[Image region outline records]
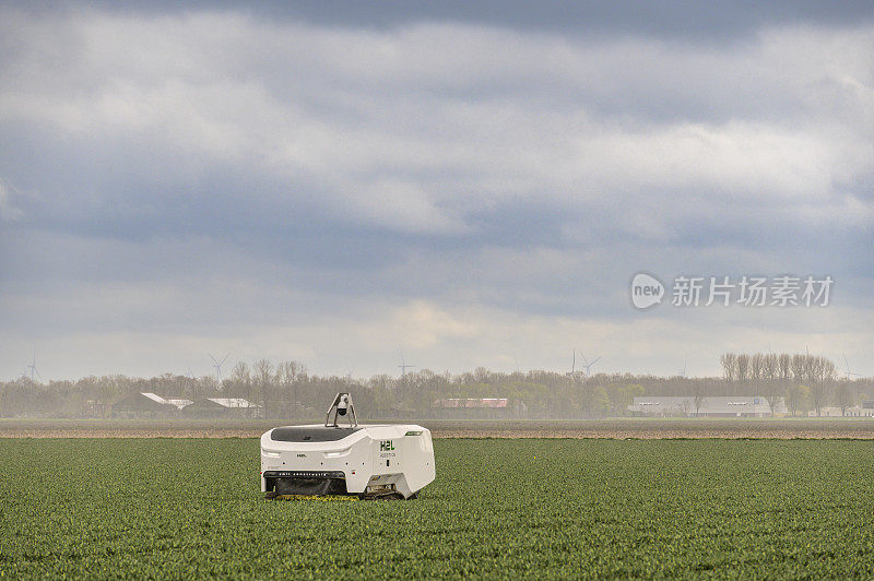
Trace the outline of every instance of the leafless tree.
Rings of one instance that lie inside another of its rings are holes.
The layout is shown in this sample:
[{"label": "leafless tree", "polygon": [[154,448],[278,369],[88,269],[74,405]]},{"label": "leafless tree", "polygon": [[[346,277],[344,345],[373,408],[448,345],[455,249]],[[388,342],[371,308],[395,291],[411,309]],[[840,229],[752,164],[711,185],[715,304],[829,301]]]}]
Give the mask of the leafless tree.
[{"label": "leafless tree", "polygon": [[727,381],[733,381],[737,377],[737,356],[733,353],[723,353],[719,358],[722,364],[722,376]]}]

* What this task involves
Can you reproduce all of the records above word for word, leaving out the pictures?

* Finished exercise
Trace the outline of every instance of the leafless tree.
Rings of one instance that lie inside another of its rings are holes.
The layout is shown in this sample:
[{"label": "leafless tree", "polygon": [[154,448],[278,369],[88,269],[74,405]]},{"label": "leafless tree", "polygon": [[[346,277],[344,345],[373,408],[448,345],[455,249]],[[388,342],[371,308],[395,291],[411,309]],[[840,229],[752,164],[711,185],[715,304],[829,301]]]}]
Give the mask of the leafless tree.
[{"label": "leafless tree", "polygon": [[727,381],[733,381],[737,377],[737,356],[733,353],[723,353],[719,358],[722,364],[722,376]]}]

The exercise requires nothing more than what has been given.